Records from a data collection
_ _ _ _ _

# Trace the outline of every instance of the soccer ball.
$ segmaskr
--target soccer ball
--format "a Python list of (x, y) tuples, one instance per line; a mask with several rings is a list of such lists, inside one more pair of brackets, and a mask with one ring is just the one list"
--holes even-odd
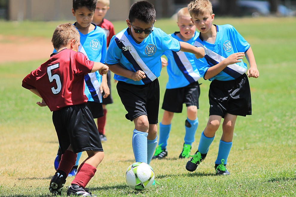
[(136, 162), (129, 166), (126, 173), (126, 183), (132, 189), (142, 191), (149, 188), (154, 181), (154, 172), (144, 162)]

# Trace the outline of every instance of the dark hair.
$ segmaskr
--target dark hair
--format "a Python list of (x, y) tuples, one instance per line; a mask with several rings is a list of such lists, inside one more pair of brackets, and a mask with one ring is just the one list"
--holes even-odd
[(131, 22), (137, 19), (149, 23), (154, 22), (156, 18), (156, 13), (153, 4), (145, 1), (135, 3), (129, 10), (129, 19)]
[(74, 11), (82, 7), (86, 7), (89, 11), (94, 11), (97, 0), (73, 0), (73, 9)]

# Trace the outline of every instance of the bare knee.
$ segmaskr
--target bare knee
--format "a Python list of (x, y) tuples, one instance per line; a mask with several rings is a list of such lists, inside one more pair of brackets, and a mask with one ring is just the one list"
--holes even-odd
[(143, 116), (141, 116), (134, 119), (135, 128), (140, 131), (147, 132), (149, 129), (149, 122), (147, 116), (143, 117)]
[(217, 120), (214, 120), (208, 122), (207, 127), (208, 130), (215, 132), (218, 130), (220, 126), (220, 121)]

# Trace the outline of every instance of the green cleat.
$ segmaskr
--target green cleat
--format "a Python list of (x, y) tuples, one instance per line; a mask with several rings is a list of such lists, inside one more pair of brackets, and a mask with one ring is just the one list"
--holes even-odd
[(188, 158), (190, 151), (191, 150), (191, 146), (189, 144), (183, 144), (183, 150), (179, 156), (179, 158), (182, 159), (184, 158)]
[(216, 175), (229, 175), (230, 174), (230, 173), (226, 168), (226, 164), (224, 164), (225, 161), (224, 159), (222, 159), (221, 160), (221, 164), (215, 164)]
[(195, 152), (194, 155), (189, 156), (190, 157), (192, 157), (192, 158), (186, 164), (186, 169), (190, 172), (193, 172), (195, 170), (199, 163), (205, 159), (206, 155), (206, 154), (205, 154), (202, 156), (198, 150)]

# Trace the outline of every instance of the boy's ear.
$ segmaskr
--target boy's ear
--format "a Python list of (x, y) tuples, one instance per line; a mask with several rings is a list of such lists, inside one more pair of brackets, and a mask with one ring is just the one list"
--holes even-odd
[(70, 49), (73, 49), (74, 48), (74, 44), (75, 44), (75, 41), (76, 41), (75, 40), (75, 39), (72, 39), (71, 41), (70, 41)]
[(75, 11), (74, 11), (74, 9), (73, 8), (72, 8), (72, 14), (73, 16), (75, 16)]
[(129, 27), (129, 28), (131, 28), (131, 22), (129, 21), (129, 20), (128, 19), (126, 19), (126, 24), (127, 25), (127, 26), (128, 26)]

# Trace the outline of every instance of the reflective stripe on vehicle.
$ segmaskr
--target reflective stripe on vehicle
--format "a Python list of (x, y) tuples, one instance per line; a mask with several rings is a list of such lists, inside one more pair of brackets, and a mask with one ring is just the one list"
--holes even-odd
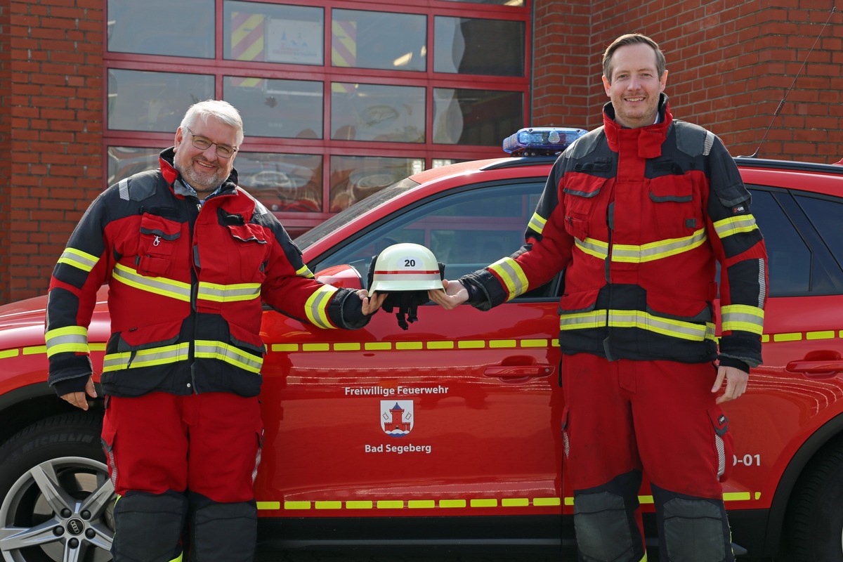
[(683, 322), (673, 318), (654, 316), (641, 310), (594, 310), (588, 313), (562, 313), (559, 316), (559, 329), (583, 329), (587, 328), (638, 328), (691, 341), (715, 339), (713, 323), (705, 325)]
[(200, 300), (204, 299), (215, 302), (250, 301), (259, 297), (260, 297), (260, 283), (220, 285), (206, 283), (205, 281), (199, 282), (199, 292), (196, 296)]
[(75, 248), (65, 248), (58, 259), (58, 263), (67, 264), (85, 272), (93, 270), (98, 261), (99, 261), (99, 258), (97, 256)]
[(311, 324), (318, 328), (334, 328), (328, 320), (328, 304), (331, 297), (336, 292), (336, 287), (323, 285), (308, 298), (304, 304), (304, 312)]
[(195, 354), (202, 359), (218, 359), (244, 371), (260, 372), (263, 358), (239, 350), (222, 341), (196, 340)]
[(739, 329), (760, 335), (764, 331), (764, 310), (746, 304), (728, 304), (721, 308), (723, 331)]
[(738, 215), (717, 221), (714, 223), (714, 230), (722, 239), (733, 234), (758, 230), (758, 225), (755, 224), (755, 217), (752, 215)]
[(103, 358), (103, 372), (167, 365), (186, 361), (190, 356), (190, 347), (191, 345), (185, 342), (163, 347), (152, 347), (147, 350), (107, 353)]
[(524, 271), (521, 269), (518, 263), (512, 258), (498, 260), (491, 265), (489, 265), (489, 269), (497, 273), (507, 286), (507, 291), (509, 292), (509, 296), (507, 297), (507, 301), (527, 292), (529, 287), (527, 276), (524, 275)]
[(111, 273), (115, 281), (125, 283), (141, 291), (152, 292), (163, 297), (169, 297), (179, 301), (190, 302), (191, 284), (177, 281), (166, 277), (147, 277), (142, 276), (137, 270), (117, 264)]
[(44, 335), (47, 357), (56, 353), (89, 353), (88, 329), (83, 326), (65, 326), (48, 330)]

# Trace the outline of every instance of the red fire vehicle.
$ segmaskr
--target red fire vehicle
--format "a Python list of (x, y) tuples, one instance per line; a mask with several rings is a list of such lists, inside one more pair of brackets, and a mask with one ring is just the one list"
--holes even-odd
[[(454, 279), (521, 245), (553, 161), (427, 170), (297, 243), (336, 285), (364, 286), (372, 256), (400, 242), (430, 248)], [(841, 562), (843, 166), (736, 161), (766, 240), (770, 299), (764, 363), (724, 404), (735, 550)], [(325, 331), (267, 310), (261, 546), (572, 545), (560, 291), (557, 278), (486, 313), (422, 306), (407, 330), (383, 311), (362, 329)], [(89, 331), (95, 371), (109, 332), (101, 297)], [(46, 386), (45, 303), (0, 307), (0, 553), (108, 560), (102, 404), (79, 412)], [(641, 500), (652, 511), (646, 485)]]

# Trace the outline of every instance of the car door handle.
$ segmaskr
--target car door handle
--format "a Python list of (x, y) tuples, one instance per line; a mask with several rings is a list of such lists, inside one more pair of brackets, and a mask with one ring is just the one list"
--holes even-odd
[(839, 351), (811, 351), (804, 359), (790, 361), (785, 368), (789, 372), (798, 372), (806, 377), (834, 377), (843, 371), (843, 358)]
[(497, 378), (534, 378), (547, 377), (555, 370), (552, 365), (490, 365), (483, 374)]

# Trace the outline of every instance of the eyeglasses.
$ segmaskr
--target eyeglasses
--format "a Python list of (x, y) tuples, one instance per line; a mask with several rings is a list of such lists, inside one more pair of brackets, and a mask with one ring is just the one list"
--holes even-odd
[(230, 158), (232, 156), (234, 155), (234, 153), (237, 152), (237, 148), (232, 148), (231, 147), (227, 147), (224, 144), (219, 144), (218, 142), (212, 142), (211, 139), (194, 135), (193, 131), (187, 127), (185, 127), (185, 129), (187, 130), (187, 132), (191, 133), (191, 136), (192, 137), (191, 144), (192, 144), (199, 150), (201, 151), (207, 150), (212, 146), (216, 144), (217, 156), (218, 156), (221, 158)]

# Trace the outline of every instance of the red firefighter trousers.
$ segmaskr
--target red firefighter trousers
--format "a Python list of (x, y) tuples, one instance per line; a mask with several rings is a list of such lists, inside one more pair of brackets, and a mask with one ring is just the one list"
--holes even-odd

_ _ _ _ _

● **The task**: Copy every item above line for line, with no changes, but omit the pictures from your copy.

● **Expected answer**:
# Trace the outline of every instance of the soccer ball.
$ segmaskr
--target soccer ball
--format "a Python list of (x, y) tuples, one instance per line; a mask with several rings is a list of such lists, inside one more pair of brackets, and a mask with one ring is just the one list"
--holes even-odd
[(136, 162), (129, 166), (126, 173), (126, 183), (132, 189), (142, 191), (149, 188), (154, 181), (154, 172), (144, 162)]

# Trace the outline of every instance of the dark hair.
$ segmaskr
--target dark hair
--format "a Python list of (x, y) tuples, one instance per line; a mask with several rings is a list of such lists, inside one more pair of brackets, and a mask with one ring is just the one list"
--holes even-odd
[(131, 22), (137, 19), (149, 23), (154, 22), (156, 18), (156, 13), (153, 4), (145, 1), (135, 3), (129, 10), (129, 19)]
[(74, 11), (82, 7), (86, 7), (89, 11), (94, 11), (97, 0), (73, 0), (73, 9)]

# Trace the outline of every instance of the bare knee.
$ segmaskr
--target bare knee
--format "a Python list of (x, y) tuples, one instance per line; a mask with several rings is a list of such lists, inside one more pair of brackets, and a mask with one ring is just the one list"
--holes even-odd
[(143, 116), (141, 116), (134, 119), (135, 128), (140, 131), (147, 132), (149, 129), (149, 122), (147, 116), (143, 117)]
[(217, 120), (214, 120), (208, 122), (207, 127), (208, 130), (215, 132), (218, 130), (220, 126), (220, 121)]

# Trace the outline of every instance of the green cleat.
$ segmaskr
--target green cleat
--format "a Python list of (x, y) tuples, one instance per line; a mask with several rings is a list of such lists, inside one more pair of brackets, and a mask with one ring is just the one list"
--holes even-odd
[(188, 158), (190, 151), (191, 150), (191, 146), (189, 144), (183, 144), (183, 150), (179, 156), (179, 158), (182, 159), (184, 158)]
[(216, 175), (229, 175), (230, 174), (230, 173), (226, 168), (226, 164), (224, 164), (225, 161), (224, 159), (222, 159), (221, 160), (221, 164), (215, 164)]
[(195, 152), (194, 155), (189, 156), (190, 157), (192, 157), (192, 158), (186, 164), (186, 169), (190, 172), (193, 172), (195, 170), (199, 163), (205, 159), (206, 155), (206, 154), (205, 154), (202, 156), (198, 150)]

# Trace the outline of every instance of the boy's ear.
$ segmaskr
--target boy's ear
--format "a Python list of (x, y) tuples, one instance per line; a mask with several rings is a list of such lists, inside one more pair of brackets, and a mask with one ring is just the one list"
--holes even-odd
[(70, 49), (73, 49), (74, 48), (74, 44), (75, 44), (75, 41), (76, 41), (75, 40), (75, 39), (72, 39), (71, 41), (70, 41)]
[(75, 11), (74, 11), (74, 9), (73, 8), (72, 8), (72, 14), (73, 16), (75, 16)]
[(129, 27), (129, 28), (131, 28), (131, 22), (129, 21), (129, 20), (128, 19), (126, 19), (126, 24), (127, 25), (127, 26), (128, 26)]

# Trace the outline of every instance of the reflective stripe on vehicle.
$ segmaskr
--target reflective stripe on vehicle
--format "a Python list of (x, y) tuples, one instance per line; a mask with several rings is a list of such lists, inside one more pair of brackets, and a mask with one ring is just the one list"
--holes even-odd
[(683, 322), (673, 318), (654, 316), (641, 310), (594, 310), (588, 313), (562, 313), (559, 316), (559, 329), (583, 329), (587, 328), (638, 328), (691, 341), (715, 339), (713, 323), (705, 325)]
[(200, 300), (204, 299), (215, 302), (250, 301), (259, 297), (260, 297), (260, 283), (220, 285), (206, 283), (205, 281), (199, 282), (199, 292), (196, 296)]
[(75, 248), (65, 248), (58, 259), (58, 263), (67, 264), (85, 272), (93, 270), (98, 261), (99, 261), (99, 258), (97, 256)]
[(311, 324), (318, 328), (334, 328), (328, 320), (328, 304), (331, 297), (336, 292), (336, 287), (323, 285), (308, 298), (304, 304), (304, 312)]
[(195, 354), (202, 359), (218, 359), (244, 371), (260, 372), (263, 358), (239, 350), (222, 341), (196, 340)]
[(739, 329), (760, 335), (764, 331), (764, 310), (746, 304), (728, 304), (721, 308), (723, 331)]
[(738, 215), (717, 221), (714, 223), (714, 230), (722, 239), (733, 234), (758, 230), (758, 225), (755, 224), (755, 217), (752, 215)]
[(103, 358), (103, 372), (167, 365), (186, 361), (190, 356), (190, 347), (191, 345), (185, 342), (163, 347), (152, 347), (147, 350), (107, 353)]
[(524, 271), (521, 269), (518, 263), (512, 258), (498, 260), (491, 265), (489, 265), (489, 269), (497, 273), (507, 286), (507, 291), (509, 292), (509, 296), (507, 297), (507, 301), (527, 292), (529, 287), (527, 276), (524, 275)]
[(111, 273), (115, 281), (125, 283), (141, 291), (152, 292), (163, 297), (169, 297), (179, 301), (190, 302), (191, 284), (177, 281), (166, 277), (147, 277), (142, 276), (137, 270), (117, 264)]
[(44, 335), (47, 357), (56, 353), (89, 353), (88, 329), (83, 326), (65, 326), (48, 330)]

# Trace the outline of every instance of the red fire vehicle.
$ segmaskr
--target red fire vehicle
--format "a Python list of (x, y) tuples, one instance per line; a mask with several rings is a list of such lists, inside one more pair of brackets, and a mask with one ring is just the one list"
--holes even-odd
[[(454, 279), (521, 245), (553, 161), (427, 170), (297, 243), (336, 285), (364, 286), (372, 256), (400, 242), (430, 248)], [(841, 562), (843, 166), (736, 161), (766, 240), (770, 299), (764, 363), (724, 404), (735, 550)], [(325, 331), (267, 310), (261, 546), (572, 545), (560, 291), (557, 278), (486, 313), (422, 306), (407, 330), (383, 311), (362, 329)], [(89, 331), (95, 371), (109, 332), (101, 297)], [(46, 386), (45, 303), (0, 307), (0, 553), (108, 560), (102, 404), (79, 412)], [(641, 500), (652, 511), (646, 485)]]

# Trace the outline of every instance of the car door handle.
$ segmaskr
--target car door handle
--format "a Python list of (x, y) tuples, one instance per line; a mask with several rings is a list of such lists, inside one more pair of brackets, and a mask with one ring is just the one list"
--holes even-odd
[(839, 351), (811, 351), (804, 359), (790, 361), (785, 368), (789, 372), (798, 372), (806, 377), (834, 377), (843, 371), (843, 358)]
[(497, 378), (534, 378), (547, 377), (555, 370), (552, 365), (490, 365), (483, 374)]

# Trace the outline of every instance of the eyeglasses.
$ segmaskr
--target eyeglasses
--format "a Python list of (x, y) tuples, one instance per line; a mask with several rings is a list of such lists, inside one more pair of brackets, and a mask with one ring is just the one list"
--holes even-odd
[(230, 158), (232, 156), (234, 155), (234, 153), (237, 152), (237, 148), (232, 148), (231, 147), (227, 147), (224, 144), (219, 144), (218, 142), (212, 142), (211, 139), (194, 135), (193, 131), (187, 127), (185, 127), (185, 129), (187, 130), (187, 132), (191, 133), (191, 136), (192, 137), (191, 144), (192, 144), (199, 150), (201, 151), (207, 150), (212, 146), (216, 144), (217, 156), (218, 156), (221, 158)]

# Trace the outline of every instance of the red firefighter trousers.
$ segmaskr
--target red firefighter trousers
--format "a Python list of (x, y) tuples, one instance per line; a mask with several rings is a list of such lists, inside one more pair of brackets, and a mask with one ring is just the one list"
--holes even-odd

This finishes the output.